## TASK LIST
a: In the passage about McClean's Atlantic crossings, how long did his 1969 solo row from Newfoundland to Ireland take?
b: Continue the passage about McClean's Atlantic crossings from its final sentence.

## PASSAGE PROVIDED
.....

Mainly, McClean’s been having a go at the Atlantic Ocean. In 1969, while a soldier in the SAS, he was the first person to row alone across the North Atlantic from Newfoundland to Ireland, a journey of more than 2,000 miles, battling for 71 days through monstrous storms, waves the size of houses, freezing temperatures, and a capsizing. After that, there were four more solo Atlantic crossings, in crafts of various sizes and degrees of eccentricity. In 1982, he set the record for the smallest boat to ever cross the Atlantic, a 9’9″ yacht called Giltspur. When Bill Dunlop, an American, crossed three weeks later in a boat 8 inches smaller, McClean sawed two feet off his with a chainsaw, went again, and reclaimed the record.

In 1985, he spent 40 days living alone on Rockall, the pillar of granite rock sticking out of the Atlantic a couple of hundred miles west of the Hebrides, in a self-directed (and largely fruitless) attempt to assert Britain’s territorial claim to the islet. A few years later, at age 44, he was rowing the North Atlantic once more, crossing in 50 days to set the record for the fastest time. Then, looking for a marketing opportunity to get him on the ocean again, he went across the Atlantic from New York in a boat the shape of a beer bottle. Sponsored, oddly enough, by Typhoo Tea.

His latest project is Moby, a 65-ton boat the size and shape of a sperm whale, complete with a painted mouth and eyes and a blow-hole that shoots water high into the air. Again, he wants to cross the Atlantic: “I’ve put a big, big effort into it all,” he says. “A lot of people have a great pipe dream, and of course, they run out of money, and it all fizzles out and stops. But we kept going. All we want now is someone to make good use of it.”

The whale-boat was dreamed up when, home again from his adventuring in the mid-1990s, McClean found his thoughts returning to another attention-grabbing ocean crossing. “Moby” was McClean’s nickname in the army because he was always “spouting off.”

.....

## PROVIDED DATA

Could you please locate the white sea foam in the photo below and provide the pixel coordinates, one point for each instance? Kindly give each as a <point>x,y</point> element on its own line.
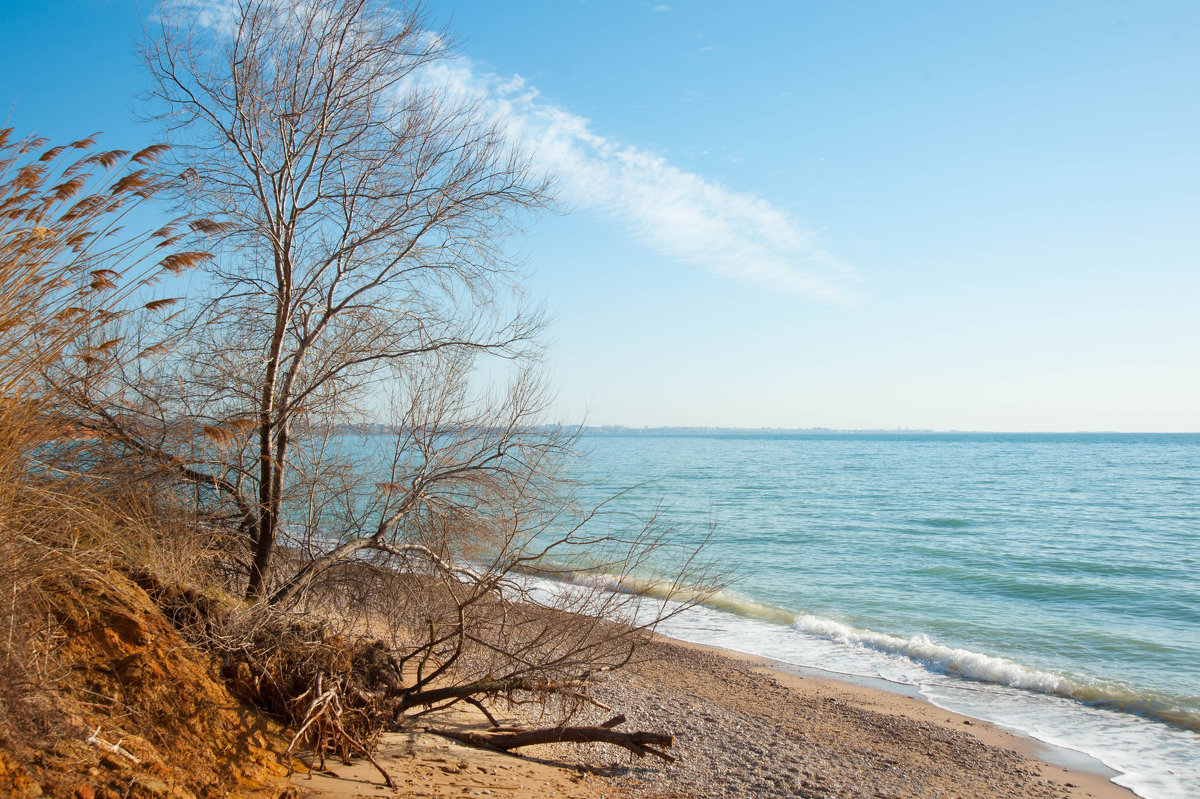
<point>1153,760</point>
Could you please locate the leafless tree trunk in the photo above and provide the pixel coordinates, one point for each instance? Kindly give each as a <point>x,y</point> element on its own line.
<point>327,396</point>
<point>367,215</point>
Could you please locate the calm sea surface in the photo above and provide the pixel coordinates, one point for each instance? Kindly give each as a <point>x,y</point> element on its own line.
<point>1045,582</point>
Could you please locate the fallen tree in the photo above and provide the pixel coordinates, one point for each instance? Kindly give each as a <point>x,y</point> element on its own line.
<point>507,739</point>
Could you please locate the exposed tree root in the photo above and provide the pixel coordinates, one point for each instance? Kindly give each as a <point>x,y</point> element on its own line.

.....

## ANSWERS TO THE PROBLEMS
a: 71 days.

b:
He designed the boat himself, after a nautical engineer he approached to draw up plans told him he was crazy. Work took place at a fabricating yard. “Why would you go to a boat-builder when he’ll charge you ten times?” he says breezily.

Since a successful inaugural trip round the British coast in the late 90s, Moby has been stranded in the Highlands. McClean’s vision for giving her new life now is based on clean energy—he’s replacing the “reliable, but noisy and smelly” diesel engines that power the whale-ship with electric motors to create a publicity vehicle for a zero-carbon environmental campaign: “You haven’t got the dirty old diesels thumping around. You’ve got rid of them ,and the whale’s an example for all boats. I really like the idea of a company getting involved and saving the planet and doing good.” He hopes an NGO like Greenpeace ,or a renewable energy business, will back the project.

It’s surprising that McClean isn’t already a national figure, particularly in a nation that so reveres its sailors and explorers. The audaciousness of his achievements seem a match for anything Sir Ranulph Fiennes, fellow explorer and endurance record holder, has pulled off.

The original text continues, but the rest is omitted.